Excerpts of pointing data:
═══

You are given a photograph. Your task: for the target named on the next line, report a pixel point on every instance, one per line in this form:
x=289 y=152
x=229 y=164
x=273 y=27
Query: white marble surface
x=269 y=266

═══

STATED PROBLEM:
Please rewrite all of the rows above, requests included. Multiply each x and y coordinate in the answers by 2.55 and round to the nearest whole number, with halves rounding up.

THE RESULT:
You are given a photograph. Your task: for the target named on the next line, report a pixel point on every instance, one per line in this form:
x=289 y=152
x=229 y=164
x=273 y=27
Query: white marble surface
x=686 y=678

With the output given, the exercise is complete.